**INSTRUCTION 1**
In the collection entries, update the part that opens with the line containing "backsplash in the histology slide image provided." and closes with the line containing "[0,184,203,254]" by changing "herringbone" to "subway", and return only those lines.

**SOURCE EXTRACT**
=======

In [1]:
import math
import collections

import pandas as pd
import numpy as np

import params
from utils.sequence_data import data_to_sequences_and_labels
from utils.metrics import print_report_for_binary_classfier
from utils.preprocessing import probs_to_binary_classes
from utils.plot import plot_train_validation_metric

In [2]:
dataset = pd.read_csv("../datasets/data_for_models/dataset_1996-01-01_2019-08-22.csv",
                           header=0, parse_dates=[0], index_col=0)

In [3]:
#params for generating sequences 
val_max_idx = math.ceil(len(dataset)*(params.TRAIN_RATIO+params.VAL_RATIO))
label_index = len(dataset.columns) -1


# prepare data
test_X, test_Y = data_to_sequences_and_labels(dataset.to_numpy(), params.LOOKBACK, 
                                                params.STEP, 
                                                val_max_idx+1, None, 
                                                params.DELAY,
                                                label_index)
X, Y = data_to_sequences_and_labels(dataset.to_numpy(), params.LOOKBACK,
                                   params.STEP,
                                   0, val_max_idx,
                                   params.DELAY
                                   ,label_index)

In [4]:
#Prepare for gridsearchCV
from sklearn.metrics import matthews_corrcoef, make_scorer
from sklearn.model_selection import TimeSeriesSplit, GridSearchCV 
cv = TimeSeriesSplit(n_splits=3)
score = make_scorer(matthews_corrcoef, greater_is_better=True)


In [6]:
def flatten_sequences(sequences):
    row_size = sequences.shape[0]
    feature_size = sequences.shape[1] * sequences.shape[2]
    flattened_sequences = np.zeros((row_size, feature_size))
    for i in range(row_size):
        flattened_sequences[i] = sequences[i].flatten()
        
    return flattened_sequences

assert((flatten_sequences(test_X)[0][:test_X.shape[-1]] == test_X[0][0]).all())

In [7]:
#Flattern sequences from (LOOKBACK, features) to (LOOKBACK*features)
test_X_flattened = flatten_sequences(test_X)
X = flatten_sequences(X)

## SVM with Radial basis kernel

In [8]:
#Train SVM
from sklearn.svm import SVC
svm_tuned_parameters = {'kernel': ['rbf'],
                     'C': [1, 10, 50, 100, 1000]}
 

svm_clf = GridSearchCV(SVC(gamma='scale'), svm_tuned_parameters, cv=cv,
                   scoring=score)
svm_clf.fit(X,Y)

GridSearchCV(cv=TimeSeriesSplit(max_train_size=None, n_splits=3),
             error_score='raise-deprecating',
             estimator=SVC(C=1.0, cache_size=200, class_weight=None, coef0=0.0,
                           decision_function_shape='ovr', degree=3,
                           gamma='scale', kernel='rbf', max_iter=-1,
                           probability=False, random_state=None, shrinking=True,
                           tol=0.001, verbose=False),
             iid='warn', n_jobs=None,
             param_grid={'C': [1, 10, 50, 100, 1000], 'kernel': ['rbf']},
             pre_dispatch='2*n_jobs', refit=True, return_train_score=False,
             scoring=make_scorer(matthews_corrcoef), verbose=0)

=======

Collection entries

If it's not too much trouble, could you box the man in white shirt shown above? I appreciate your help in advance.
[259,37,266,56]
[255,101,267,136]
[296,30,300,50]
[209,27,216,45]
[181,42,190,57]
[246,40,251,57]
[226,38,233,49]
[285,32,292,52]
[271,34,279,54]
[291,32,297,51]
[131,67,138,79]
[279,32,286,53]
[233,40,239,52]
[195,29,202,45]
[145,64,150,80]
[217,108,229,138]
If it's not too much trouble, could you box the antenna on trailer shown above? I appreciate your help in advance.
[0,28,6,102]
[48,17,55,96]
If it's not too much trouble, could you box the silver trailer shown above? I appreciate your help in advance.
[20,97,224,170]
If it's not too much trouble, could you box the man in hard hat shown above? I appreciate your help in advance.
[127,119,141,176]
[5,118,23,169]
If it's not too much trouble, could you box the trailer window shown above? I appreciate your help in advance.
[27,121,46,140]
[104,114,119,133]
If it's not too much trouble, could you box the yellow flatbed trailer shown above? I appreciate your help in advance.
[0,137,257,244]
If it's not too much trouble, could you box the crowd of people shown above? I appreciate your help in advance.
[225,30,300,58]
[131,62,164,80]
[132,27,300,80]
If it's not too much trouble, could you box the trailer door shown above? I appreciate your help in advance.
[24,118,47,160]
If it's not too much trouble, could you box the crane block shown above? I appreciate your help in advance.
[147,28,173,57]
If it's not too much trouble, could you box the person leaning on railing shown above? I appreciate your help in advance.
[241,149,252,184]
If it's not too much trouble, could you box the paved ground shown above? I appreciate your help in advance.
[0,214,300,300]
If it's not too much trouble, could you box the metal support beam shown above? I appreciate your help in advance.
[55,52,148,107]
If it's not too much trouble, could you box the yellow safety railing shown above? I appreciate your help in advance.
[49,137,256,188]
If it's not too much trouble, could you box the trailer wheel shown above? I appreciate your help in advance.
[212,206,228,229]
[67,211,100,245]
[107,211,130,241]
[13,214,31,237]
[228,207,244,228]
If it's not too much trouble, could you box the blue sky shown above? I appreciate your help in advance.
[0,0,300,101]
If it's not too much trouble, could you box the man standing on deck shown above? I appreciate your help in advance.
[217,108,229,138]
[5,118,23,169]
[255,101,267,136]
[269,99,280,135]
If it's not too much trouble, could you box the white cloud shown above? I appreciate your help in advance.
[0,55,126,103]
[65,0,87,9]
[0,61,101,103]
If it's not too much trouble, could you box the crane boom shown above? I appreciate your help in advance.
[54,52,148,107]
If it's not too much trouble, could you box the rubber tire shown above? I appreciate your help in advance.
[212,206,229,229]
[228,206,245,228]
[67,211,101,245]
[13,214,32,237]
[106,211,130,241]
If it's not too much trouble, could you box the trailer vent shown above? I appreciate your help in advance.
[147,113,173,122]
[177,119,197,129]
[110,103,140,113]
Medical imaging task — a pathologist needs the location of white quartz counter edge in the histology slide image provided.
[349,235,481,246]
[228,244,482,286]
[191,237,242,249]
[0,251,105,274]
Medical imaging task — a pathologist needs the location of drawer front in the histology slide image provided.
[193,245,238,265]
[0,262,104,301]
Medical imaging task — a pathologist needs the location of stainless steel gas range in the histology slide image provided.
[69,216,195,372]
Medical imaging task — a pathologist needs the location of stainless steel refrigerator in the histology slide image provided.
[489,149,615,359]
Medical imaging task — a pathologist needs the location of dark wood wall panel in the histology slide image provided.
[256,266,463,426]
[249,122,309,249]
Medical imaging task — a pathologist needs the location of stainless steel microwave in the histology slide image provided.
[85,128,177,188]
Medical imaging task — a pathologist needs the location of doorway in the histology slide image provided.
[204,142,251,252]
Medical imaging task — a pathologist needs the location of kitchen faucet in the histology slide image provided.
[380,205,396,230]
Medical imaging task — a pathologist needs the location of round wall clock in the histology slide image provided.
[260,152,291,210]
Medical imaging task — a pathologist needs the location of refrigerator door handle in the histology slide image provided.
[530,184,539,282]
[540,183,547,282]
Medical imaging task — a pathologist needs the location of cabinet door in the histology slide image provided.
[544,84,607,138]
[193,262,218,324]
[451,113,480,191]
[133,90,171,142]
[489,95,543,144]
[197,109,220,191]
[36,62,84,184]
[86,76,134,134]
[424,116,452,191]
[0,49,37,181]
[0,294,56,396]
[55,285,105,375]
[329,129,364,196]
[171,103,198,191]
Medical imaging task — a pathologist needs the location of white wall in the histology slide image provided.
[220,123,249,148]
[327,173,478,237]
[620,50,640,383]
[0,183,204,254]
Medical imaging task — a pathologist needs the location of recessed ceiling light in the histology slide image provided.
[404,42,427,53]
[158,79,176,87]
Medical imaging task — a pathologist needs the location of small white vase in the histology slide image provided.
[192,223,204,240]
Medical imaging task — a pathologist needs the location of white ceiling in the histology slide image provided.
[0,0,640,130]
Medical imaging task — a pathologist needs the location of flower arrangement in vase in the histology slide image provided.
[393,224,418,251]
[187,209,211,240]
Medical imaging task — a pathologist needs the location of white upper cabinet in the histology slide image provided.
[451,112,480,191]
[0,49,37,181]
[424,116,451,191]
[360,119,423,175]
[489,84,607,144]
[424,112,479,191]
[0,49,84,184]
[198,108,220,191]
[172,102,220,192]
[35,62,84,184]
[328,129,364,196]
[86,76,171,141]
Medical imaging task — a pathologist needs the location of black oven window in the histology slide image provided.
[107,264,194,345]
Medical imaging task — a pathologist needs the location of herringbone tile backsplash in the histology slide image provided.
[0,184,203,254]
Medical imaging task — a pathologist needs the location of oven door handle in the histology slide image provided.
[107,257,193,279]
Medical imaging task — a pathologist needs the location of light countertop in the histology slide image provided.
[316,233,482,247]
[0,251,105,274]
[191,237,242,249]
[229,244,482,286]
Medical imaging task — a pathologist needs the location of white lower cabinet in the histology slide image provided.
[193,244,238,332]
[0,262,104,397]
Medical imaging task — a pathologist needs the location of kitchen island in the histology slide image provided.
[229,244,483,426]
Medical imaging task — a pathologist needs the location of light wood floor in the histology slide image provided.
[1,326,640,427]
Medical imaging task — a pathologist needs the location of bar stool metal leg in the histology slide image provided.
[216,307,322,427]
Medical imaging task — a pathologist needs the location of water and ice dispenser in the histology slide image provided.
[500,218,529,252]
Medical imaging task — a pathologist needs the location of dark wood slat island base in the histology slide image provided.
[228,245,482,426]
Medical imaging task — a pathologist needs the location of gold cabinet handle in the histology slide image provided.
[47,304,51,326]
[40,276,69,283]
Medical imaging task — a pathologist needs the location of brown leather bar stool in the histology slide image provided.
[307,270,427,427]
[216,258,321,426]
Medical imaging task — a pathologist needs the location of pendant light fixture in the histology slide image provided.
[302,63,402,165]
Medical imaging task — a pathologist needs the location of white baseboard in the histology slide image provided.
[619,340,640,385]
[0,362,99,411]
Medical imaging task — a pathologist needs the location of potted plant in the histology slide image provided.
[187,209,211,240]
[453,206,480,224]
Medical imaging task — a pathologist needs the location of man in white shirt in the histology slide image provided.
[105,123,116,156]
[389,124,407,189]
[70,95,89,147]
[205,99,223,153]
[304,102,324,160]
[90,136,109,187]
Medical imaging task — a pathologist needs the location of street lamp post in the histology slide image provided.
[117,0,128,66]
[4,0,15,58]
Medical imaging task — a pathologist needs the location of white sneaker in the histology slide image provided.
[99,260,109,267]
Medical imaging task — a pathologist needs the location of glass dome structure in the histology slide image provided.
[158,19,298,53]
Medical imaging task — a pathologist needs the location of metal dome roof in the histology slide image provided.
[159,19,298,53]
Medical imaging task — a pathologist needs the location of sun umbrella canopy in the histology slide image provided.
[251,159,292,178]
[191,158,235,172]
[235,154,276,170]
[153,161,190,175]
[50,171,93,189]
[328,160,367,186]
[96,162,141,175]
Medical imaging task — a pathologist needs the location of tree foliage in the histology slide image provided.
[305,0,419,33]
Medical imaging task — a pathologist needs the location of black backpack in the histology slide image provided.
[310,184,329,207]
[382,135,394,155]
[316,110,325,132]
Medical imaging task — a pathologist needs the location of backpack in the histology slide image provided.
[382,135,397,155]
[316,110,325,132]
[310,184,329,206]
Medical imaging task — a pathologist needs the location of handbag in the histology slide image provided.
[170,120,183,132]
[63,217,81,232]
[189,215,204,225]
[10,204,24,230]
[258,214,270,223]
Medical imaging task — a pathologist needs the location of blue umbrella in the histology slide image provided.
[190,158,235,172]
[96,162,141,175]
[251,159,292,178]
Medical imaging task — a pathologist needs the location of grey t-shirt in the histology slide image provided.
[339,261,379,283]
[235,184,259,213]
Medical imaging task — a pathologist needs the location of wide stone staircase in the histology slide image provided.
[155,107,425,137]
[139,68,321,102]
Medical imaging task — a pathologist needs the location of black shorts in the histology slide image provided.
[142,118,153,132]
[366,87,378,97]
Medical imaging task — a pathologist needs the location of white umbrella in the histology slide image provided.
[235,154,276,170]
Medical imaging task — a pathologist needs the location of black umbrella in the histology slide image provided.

=======

**INSTRUCTION 2**
Turn the block of the notebook that begins "#Prepare for gridsearchCV" into a short list of what it does.

**COMPLETE ANSWER 1**
Medical imaging task — a pathologist needs the location of subway tile backsplash in the histology slide image provided.
[0,184,203,254]

**COMPLETE ANSWER 2**
- Imports matthews_corrcoef and make_scorer from sklearn.metrics.
- Imports TimeSeriesSplit and GridSearchCV from sklearn.model_selection.
- Sets cv to a TimeSeriesSplit with 3 splits.
- Sets score to a scorer built from matthews_corrcoef with greater_is_better=True.